Items from a dataset
.....
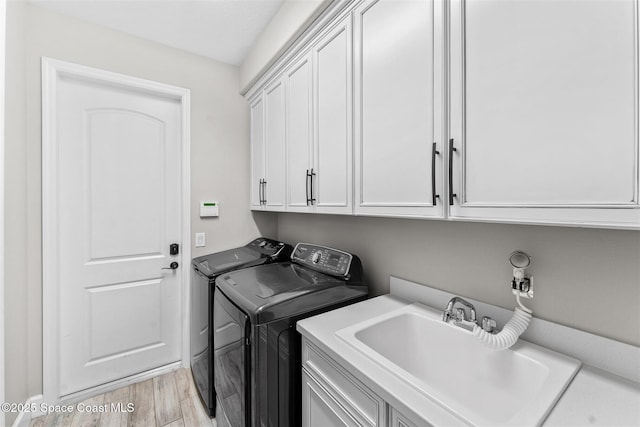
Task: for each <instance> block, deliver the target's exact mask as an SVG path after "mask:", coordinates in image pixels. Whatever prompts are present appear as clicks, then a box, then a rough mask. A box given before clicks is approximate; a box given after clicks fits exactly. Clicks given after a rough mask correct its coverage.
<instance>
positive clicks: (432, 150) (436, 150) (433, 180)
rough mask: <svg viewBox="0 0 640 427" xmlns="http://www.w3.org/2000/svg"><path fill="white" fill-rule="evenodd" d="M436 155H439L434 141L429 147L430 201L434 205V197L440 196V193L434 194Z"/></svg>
mask: <svg viewBox="0 0 640 427" xmlns="http://www.w3.org/2000/svg"><path fill="white" fill-rule="evenodd" d="M436 155H440V152H439V151H438V150H437V146H436V143H435V142H434V143H433V146H432V149H431V203H432V204H433V206H435V205H436V201H437V200H436V199H438V198H440V195H439V194H436Z"/></svg>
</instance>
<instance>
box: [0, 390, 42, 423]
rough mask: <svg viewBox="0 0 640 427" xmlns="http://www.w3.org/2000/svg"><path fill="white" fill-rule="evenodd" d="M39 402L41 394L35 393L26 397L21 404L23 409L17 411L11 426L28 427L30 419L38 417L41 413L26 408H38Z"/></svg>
mask: <svg viewBox="0 0 640 427" xmlns="http://www.w3.org/2000/svg"><path fill="white" fill-rule="evenodd" d="M41 404H42V395H41V394H37V395H35V396H31V397H30V398H28V399H27V401H26V402H24V403H23V404H22V408H23V409H22V410H21V411H20V412H19V413H18V416H17V417H16V419H15V420H14V421H13V424H12V427H29V425H30V424H31V420H33V419H34V418H38V417H39V416H40V415H43V414H42V413H41V412H39V411H35V412H32V411H31V410H28V411H27V410H26V409H27V408H29V409H36V408H38V409H39V408H40V405H41ZM3 425H4V424H3Z"/></svg>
.....
Work required >> Convert every line of the records above into a numbered list, omitting blank lines and leaving the pictures out.

Answer to the exercise >>
1. Task: for each <instance> block, deliver the target's exact mask as an SVG path after "mask:", coordinates in image pixels. Whatever prompts are present appear as clicks, then a box, then a rough mask. A box given before clicks is approximate; a box given after clicks fits exactly. Clicks given after a rough mask correct its coverage.
2. <instance>
3. positive clicks: (432, 150) (436, 150) (433, 180)
4. rough mask: <svg viewBox="0 0 640 427" xmlns="http://www.w3.org/2000/svg"><path fill="white" fill-rule="evenodd" d="M436 155H439L434 141L429 147L430 201L434 205V197L440 196V193L434 194Z"/></svg>
5. mask: <svg viewBox="0 0 640 427" xmlns="http://www.w3.org/2000/svg"><path fill="white" fill-rule="evenodd" d="M436 155H440V152H439V151H438V150H437V146H436V143H435V142H434V143H433V146H432V149H431V203H432V204H433V206H435V205H436V201H437V200H436V199H438V198H440V195H439V194H436Z"/></svg>
6. </instance>
7. <instance>
8. box: [0, 390, 42, 423]
9. rough mask: <svg viewBox="0 0 640 427" xmlns="http://www.w3.org/2000/svg"><path fill="white" fill-rule="evenodd" d="M39 402L41 394L35 393L26 397L21 404L23 409L17 411L11 426L28 427L30 419L38 417L41 413L26 408H38Z"/></svg>
10. mask: <svg viewBox="0 0 640 427" xmlns="http://www.w3.org/2000/svg"><path fill="white" fill-rule="evenodd" d="M41 404H42V395H41V394H37V395H35V396H31V397H30V398H28V399H27V401H26V402H24V403H23V404H22V408H23V409H22V410H21V411H20V412H19V413H18V416H17V417H16V419H15V420H14V421H13V424H12V427H29V425H30V424H31V420H33V419H34V418H38V417H39V416H40V415H43V414H42V413H41V412H39V411H35V412H32V411H31V410H28V411H27V410H26V409H27V408H29V409H36V408H38V409H39V408H40V405H41ZM3 425H4V424H3Z"/></svg>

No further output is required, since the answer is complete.